● **Task brief**:
Update the part of the article on climate change and health that opens with the words "Climate change is" and closes with "Maine, they said.", replacing "pests" with "insects" and writing out the rest unchanged.

NEW YORK (Reuters Health) - Climate change threatens far more than our environment. It’s already led to the spread of infectious diseases and respiratory ailments across the globe and contributed to thousands of deaths through heat waves and other extreme weather events. It’s even fueled recent revolts in the Middle East and North Africa.
That’s according to Dan Ferber and Dr. Paul Epstein, the authors of a new book, Changing Planet, Changing Health: How the Climate Crisis Threatens Our Health and What We Can Do about It (University of California Press, April 2011).
The health of all humans is directly tied to how we, as communities, nations, and a global population, respond to the growing climate threat, says Ferber, a science journalist and Epstein, Associate Director of the Center for Health and the Global Environment at Harvard Medical School.
Ferber and Epstein spoke with Reuters Health Thursday about how malaria, Lyme disease, and cholera, as well as food shortages and malnutrition, are all becoming increased risks with steadily rising temperatures. (See the live blog from the discussion here: bit.ly/lJnshE)
While getting out of the corner humanity has backed itself into will take a worldwide effort, they say that effort may be led by a surprising player: industry.
“Changing finance is a critical part of ... rewriting the rules” on climate management, Epstein said.
For the financial industry, there’s a lot at stake, Epstein continued.
“With the uptake in extreme events -- particularly as it’s affecting food security globally and food prices -- we’re going to see a renewed interest on the part of the investors and insurers in the stability of society,” he said. Already, “the financial industry has at times in the last several decades been acutely aware of the dangers and risks of climate change.”
Climate change is hitting human health -- and political and social stability -- from all sides, Epstein and Ferber said. On a daily basis many of those impacts are hidden from view -- until you take a step back.
Even slight increases in temperature -- a couple of degrees -- can broaden the habitat of pests that cause infectious diseases, from malaria in Kenya to Lyme disease in Maine, they said.

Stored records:
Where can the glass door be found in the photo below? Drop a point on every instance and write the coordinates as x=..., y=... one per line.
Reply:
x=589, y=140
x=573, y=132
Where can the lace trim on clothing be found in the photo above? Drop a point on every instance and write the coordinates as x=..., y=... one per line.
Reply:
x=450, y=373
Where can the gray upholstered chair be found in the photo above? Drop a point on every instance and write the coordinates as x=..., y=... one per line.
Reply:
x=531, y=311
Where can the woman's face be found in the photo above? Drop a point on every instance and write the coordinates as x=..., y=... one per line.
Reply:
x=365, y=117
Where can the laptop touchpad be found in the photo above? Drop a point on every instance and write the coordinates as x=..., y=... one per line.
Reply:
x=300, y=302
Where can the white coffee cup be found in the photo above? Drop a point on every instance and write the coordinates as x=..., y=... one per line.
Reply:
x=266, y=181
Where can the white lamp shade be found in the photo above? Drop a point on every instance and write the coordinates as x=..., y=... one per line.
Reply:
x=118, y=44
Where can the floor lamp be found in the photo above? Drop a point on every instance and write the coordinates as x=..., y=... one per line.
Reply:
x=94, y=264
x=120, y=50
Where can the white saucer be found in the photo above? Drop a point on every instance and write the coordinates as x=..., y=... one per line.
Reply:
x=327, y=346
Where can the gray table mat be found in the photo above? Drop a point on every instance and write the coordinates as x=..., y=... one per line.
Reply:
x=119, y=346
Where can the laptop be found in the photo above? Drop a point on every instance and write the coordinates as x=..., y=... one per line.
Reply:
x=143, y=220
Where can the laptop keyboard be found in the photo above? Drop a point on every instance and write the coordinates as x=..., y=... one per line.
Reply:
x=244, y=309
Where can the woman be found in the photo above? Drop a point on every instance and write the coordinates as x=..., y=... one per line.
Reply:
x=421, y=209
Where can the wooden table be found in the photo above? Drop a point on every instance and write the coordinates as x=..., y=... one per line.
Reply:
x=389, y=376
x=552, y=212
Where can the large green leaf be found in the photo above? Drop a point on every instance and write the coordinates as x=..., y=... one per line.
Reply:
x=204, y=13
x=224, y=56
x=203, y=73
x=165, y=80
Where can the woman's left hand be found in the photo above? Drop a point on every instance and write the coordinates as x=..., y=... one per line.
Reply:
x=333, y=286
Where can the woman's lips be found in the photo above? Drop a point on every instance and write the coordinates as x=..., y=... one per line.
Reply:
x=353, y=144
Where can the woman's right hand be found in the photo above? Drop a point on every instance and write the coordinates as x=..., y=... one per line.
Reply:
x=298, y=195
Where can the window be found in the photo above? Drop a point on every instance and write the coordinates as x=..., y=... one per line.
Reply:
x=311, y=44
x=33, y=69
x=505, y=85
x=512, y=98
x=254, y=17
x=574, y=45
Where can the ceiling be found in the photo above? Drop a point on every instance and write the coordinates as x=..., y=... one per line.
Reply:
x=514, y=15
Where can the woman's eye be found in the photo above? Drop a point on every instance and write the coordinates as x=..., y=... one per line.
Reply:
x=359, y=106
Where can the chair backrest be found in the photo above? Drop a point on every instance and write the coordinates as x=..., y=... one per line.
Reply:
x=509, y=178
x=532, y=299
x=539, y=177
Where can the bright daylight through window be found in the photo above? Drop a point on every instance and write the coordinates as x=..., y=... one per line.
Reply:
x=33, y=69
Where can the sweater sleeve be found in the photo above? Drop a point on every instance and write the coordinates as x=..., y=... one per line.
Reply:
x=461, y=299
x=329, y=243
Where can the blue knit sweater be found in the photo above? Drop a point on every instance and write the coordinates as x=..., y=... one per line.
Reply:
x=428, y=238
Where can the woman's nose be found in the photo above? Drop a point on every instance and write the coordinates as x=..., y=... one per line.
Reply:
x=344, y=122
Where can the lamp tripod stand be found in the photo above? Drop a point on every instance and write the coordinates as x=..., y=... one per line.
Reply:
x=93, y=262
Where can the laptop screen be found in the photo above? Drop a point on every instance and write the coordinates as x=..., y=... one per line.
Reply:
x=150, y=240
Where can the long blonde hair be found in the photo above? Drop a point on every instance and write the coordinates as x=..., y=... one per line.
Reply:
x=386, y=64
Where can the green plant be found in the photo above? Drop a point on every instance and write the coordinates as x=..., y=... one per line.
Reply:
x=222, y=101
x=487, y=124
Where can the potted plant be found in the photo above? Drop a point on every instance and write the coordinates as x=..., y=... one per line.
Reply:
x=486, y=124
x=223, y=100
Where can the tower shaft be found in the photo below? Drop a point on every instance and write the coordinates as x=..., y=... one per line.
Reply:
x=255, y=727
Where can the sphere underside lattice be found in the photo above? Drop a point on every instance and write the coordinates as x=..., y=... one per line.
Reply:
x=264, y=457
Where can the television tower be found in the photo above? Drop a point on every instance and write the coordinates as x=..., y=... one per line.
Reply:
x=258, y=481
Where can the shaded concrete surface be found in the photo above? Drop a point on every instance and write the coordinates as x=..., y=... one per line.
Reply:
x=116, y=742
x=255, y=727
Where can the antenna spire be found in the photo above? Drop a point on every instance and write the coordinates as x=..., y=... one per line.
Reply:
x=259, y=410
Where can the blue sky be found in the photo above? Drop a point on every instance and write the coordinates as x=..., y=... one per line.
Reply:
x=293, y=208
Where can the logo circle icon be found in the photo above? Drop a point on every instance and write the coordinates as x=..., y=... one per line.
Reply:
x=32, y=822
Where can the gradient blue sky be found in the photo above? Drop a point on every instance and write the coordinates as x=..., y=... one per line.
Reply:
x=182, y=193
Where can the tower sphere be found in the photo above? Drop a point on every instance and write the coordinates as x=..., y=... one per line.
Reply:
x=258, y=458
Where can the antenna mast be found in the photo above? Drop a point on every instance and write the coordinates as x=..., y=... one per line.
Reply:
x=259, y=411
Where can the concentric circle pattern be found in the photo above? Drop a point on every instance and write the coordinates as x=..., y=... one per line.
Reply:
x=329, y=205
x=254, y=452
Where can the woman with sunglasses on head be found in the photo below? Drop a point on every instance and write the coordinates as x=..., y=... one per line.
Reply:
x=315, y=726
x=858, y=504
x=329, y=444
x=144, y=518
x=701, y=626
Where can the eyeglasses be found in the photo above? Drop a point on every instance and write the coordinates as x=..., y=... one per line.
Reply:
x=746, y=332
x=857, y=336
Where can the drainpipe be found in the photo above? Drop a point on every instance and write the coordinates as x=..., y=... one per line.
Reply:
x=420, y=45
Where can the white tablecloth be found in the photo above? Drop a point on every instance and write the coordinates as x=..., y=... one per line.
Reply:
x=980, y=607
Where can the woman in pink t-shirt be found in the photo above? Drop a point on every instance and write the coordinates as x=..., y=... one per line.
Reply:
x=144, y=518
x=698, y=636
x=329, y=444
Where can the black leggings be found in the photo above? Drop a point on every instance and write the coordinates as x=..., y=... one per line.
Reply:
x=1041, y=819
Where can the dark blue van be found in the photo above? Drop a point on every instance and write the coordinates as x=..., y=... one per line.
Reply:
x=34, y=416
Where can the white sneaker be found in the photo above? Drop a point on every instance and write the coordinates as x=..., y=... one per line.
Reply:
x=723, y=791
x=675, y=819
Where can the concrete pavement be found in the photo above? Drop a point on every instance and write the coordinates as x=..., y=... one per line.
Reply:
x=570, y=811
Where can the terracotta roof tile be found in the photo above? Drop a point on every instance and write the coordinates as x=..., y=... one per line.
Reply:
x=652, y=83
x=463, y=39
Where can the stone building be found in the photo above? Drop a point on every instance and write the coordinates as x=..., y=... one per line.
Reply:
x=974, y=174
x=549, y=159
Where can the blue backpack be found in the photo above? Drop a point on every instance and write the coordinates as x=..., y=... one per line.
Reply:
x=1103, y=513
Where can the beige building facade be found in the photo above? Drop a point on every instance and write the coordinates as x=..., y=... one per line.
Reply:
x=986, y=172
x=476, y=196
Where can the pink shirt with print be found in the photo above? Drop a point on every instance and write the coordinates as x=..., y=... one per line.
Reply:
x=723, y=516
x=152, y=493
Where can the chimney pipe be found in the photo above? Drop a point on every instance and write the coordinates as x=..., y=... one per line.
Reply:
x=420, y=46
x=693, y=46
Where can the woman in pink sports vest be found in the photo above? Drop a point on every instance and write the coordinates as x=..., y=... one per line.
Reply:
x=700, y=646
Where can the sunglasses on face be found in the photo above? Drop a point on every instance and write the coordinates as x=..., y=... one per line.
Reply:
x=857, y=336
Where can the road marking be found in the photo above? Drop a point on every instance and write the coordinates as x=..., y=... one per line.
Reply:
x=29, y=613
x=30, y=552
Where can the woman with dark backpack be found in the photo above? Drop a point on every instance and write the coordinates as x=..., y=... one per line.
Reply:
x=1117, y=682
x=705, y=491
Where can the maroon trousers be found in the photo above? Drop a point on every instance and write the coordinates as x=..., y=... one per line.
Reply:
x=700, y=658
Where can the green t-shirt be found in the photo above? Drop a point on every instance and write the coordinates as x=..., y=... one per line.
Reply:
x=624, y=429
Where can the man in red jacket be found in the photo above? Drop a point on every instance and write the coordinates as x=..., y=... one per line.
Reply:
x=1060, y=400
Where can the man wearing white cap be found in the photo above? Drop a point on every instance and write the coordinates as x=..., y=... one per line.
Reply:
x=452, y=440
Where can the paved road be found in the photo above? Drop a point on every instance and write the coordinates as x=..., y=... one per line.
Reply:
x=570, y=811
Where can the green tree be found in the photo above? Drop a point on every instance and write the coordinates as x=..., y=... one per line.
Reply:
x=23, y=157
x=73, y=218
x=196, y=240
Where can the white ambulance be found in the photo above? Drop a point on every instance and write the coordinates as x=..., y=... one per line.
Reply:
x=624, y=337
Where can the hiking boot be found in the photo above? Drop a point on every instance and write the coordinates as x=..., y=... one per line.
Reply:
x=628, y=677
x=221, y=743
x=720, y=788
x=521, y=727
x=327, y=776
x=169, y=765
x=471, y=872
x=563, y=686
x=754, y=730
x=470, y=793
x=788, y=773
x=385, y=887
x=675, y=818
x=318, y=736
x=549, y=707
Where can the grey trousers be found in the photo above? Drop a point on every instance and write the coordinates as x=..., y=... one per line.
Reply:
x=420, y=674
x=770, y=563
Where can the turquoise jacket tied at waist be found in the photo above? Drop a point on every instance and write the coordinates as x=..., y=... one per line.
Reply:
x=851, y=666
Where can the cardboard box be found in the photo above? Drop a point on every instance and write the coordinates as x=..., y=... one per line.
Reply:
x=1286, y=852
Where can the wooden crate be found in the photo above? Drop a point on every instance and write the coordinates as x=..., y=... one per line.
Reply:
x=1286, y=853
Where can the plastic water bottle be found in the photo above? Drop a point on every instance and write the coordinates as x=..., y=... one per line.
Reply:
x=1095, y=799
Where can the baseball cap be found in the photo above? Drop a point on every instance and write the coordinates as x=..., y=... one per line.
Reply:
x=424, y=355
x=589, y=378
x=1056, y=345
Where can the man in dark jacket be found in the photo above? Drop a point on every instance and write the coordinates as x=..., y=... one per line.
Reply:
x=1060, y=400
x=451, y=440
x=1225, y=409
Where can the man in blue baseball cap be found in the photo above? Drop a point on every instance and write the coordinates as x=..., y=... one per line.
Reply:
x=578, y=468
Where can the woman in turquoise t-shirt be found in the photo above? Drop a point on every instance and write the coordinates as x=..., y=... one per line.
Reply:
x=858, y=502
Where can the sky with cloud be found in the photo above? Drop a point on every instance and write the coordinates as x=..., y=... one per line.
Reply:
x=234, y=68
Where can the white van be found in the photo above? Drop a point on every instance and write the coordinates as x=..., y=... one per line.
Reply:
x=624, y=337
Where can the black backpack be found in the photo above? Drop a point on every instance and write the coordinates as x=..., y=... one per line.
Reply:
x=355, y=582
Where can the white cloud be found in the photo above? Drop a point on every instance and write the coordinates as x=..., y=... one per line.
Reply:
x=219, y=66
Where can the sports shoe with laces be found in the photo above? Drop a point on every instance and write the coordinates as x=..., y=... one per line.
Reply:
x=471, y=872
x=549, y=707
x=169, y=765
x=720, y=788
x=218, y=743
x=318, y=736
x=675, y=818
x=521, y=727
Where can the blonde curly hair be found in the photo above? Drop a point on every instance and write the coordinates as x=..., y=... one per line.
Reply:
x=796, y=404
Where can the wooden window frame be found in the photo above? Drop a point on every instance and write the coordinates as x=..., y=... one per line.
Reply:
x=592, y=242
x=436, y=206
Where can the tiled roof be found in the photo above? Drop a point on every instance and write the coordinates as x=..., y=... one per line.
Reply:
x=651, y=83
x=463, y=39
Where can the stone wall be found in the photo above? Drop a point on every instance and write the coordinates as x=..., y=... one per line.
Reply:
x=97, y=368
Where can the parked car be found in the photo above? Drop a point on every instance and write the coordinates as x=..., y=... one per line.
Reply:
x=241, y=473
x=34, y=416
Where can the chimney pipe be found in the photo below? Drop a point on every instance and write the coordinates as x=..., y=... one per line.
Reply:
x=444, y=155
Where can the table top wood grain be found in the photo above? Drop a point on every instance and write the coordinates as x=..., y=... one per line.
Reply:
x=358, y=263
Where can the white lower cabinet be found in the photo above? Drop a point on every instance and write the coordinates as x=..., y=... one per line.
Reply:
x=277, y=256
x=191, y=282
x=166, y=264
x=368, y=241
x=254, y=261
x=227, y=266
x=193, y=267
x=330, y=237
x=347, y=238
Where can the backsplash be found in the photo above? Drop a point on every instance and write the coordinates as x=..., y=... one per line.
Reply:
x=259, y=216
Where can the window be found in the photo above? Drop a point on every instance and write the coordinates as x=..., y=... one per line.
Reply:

● **Finished exercise**:
Climate change is hitting human health -- and political and social stability -- from all sides, Epstein and Ferber said. On a daily basis many of those impacts are hidden from view -- until you take a step back.
Even slight increases in temperature -- a couple of degrees -- can broaden the habitat of insects that cause infectious diseases, from malaria in Kenya to Lyme disease in Maine, they said.